*** Opening GIVEN INFORMATION ***

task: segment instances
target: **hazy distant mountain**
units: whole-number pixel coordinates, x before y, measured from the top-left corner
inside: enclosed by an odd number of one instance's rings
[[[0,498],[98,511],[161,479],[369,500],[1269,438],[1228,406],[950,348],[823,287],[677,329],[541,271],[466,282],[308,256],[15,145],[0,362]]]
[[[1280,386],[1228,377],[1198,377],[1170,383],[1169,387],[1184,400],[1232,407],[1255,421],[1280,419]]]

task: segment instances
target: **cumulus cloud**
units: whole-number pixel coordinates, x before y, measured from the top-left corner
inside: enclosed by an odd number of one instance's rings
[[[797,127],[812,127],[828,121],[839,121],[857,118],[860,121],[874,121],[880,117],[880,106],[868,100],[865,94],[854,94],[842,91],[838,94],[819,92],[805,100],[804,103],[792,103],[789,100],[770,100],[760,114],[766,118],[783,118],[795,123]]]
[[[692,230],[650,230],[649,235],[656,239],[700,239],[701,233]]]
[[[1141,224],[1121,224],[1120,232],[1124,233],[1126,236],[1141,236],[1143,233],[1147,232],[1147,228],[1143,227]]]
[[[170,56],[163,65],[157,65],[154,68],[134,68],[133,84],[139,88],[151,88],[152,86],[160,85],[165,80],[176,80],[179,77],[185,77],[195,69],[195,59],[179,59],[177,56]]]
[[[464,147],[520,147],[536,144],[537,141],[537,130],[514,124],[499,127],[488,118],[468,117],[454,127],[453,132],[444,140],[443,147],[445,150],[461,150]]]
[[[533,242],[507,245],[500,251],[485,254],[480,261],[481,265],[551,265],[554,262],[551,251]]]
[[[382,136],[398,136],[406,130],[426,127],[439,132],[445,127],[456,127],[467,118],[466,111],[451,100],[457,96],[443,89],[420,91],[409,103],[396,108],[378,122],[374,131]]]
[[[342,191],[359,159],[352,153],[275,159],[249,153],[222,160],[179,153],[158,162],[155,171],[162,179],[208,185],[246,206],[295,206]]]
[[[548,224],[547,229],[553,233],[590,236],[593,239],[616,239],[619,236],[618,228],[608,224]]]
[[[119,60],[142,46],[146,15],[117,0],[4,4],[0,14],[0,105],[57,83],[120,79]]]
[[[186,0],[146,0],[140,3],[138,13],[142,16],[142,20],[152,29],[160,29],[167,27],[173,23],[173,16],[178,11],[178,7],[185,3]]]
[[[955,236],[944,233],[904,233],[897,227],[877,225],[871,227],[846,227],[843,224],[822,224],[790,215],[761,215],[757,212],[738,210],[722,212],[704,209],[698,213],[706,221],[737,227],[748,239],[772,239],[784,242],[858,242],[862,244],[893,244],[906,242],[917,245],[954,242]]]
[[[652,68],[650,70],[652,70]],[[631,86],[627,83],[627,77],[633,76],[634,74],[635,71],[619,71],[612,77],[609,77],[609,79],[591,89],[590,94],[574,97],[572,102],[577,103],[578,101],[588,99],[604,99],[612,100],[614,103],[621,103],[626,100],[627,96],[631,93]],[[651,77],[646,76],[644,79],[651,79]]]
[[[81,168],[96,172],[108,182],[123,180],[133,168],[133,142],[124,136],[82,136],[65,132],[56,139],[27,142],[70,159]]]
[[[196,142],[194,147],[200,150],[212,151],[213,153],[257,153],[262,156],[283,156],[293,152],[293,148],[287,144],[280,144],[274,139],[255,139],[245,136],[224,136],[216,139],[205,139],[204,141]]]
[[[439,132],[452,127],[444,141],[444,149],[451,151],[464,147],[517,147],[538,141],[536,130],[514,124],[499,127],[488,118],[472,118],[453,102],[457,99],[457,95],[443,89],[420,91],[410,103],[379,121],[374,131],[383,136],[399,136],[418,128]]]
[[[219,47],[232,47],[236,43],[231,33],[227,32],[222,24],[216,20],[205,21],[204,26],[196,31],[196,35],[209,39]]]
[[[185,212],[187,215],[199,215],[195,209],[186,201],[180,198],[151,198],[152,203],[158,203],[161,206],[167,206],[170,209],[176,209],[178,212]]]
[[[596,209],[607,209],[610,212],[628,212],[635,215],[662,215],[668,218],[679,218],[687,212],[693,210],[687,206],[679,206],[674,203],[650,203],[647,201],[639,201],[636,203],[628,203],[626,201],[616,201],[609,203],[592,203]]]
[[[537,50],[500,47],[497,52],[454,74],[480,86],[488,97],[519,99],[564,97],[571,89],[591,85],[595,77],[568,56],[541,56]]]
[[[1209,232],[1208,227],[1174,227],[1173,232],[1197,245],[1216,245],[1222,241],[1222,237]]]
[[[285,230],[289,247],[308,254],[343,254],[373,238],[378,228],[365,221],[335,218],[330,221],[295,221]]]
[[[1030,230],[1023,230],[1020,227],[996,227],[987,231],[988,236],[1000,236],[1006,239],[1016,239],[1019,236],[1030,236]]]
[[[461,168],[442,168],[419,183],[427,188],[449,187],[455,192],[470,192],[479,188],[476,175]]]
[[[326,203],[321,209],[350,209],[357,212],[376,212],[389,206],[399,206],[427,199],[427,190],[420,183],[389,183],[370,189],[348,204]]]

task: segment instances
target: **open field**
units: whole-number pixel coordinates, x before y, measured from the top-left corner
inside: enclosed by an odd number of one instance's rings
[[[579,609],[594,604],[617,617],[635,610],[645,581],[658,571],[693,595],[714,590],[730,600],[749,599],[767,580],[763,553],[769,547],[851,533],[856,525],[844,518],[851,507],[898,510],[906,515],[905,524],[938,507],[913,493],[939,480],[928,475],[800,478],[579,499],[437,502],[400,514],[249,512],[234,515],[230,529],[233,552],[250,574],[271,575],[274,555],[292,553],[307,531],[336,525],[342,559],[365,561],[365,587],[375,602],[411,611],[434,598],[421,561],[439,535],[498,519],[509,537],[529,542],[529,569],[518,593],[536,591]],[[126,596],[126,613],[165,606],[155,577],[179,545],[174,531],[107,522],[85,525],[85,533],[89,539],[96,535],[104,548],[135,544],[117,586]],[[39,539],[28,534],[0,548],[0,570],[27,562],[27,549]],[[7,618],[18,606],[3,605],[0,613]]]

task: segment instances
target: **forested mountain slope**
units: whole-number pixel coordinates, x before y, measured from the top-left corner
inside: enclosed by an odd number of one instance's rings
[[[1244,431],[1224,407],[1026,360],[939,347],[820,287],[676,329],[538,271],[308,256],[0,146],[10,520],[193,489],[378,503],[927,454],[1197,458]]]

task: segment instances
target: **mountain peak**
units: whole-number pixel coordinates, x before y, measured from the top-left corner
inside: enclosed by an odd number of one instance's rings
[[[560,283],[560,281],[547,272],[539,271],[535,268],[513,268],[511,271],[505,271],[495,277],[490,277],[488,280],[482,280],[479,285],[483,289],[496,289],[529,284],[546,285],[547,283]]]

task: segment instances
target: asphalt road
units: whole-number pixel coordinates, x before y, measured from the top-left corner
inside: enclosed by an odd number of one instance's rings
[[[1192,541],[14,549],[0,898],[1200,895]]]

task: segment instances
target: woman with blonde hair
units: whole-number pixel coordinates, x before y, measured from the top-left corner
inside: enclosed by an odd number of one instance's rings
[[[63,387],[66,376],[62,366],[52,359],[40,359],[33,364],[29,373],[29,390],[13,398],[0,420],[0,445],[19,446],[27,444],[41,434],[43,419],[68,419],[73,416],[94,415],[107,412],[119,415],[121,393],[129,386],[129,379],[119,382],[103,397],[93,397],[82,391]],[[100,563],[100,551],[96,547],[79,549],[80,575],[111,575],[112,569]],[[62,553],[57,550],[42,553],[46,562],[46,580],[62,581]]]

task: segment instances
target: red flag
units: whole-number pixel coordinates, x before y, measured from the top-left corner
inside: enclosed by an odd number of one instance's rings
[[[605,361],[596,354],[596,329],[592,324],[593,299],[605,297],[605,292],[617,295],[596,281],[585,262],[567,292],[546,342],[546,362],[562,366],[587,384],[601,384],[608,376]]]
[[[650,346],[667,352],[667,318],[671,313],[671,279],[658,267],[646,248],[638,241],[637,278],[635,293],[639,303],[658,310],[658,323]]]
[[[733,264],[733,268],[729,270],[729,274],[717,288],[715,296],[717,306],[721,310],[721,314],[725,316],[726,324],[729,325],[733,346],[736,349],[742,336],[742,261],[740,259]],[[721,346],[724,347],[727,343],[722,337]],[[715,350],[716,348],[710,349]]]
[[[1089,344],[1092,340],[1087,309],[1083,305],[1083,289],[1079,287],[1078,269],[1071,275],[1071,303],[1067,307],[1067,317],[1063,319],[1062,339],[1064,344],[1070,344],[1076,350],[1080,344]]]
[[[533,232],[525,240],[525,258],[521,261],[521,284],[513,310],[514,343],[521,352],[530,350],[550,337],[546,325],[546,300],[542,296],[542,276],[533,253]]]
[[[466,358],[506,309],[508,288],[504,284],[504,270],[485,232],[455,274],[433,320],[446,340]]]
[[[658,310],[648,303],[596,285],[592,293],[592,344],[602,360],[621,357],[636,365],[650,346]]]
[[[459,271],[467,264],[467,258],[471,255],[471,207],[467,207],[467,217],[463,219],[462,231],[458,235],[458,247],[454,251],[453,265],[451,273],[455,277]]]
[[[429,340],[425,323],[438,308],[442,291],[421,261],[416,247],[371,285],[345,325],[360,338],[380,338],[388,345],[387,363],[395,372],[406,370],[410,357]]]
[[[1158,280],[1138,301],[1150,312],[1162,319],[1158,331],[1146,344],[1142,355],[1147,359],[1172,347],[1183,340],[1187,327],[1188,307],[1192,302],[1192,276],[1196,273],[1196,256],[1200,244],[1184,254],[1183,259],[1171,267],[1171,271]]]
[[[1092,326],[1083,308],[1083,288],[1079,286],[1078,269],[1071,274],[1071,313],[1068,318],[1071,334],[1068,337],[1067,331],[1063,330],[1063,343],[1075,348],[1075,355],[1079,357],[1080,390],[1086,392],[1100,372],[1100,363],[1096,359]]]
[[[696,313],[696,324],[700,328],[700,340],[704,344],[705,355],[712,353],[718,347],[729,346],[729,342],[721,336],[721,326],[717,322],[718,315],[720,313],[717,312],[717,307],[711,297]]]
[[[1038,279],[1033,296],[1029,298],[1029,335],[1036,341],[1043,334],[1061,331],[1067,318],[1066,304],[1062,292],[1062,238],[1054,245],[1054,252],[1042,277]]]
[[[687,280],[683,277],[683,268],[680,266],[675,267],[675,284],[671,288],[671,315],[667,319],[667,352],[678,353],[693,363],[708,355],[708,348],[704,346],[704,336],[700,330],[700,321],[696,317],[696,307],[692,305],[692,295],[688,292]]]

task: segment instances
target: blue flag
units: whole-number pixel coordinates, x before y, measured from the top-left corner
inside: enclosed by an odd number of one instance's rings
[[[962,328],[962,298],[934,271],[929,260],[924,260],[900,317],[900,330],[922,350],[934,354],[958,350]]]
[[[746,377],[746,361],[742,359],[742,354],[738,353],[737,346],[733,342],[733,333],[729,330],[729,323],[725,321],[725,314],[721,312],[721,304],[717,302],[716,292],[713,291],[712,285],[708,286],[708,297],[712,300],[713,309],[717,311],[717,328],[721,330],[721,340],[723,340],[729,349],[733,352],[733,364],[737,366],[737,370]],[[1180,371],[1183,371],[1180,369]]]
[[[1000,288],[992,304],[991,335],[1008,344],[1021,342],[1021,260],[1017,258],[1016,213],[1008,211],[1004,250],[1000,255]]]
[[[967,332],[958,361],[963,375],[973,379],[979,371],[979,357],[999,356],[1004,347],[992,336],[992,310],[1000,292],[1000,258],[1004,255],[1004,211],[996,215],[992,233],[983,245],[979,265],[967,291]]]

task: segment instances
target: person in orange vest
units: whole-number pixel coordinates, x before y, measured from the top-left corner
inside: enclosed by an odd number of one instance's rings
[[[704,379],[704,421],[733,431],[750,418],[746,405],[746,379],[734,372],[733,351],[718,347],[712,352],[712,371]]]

*** Closing GIVEN INFORMATION ***

TASK DIRECTIONS. Please copy all lines of the listing in which the string "mountain" occurs.

ANSWER.
target: **hazy distant mountain**
target: **forested mountain slope**
target: **mountain peak**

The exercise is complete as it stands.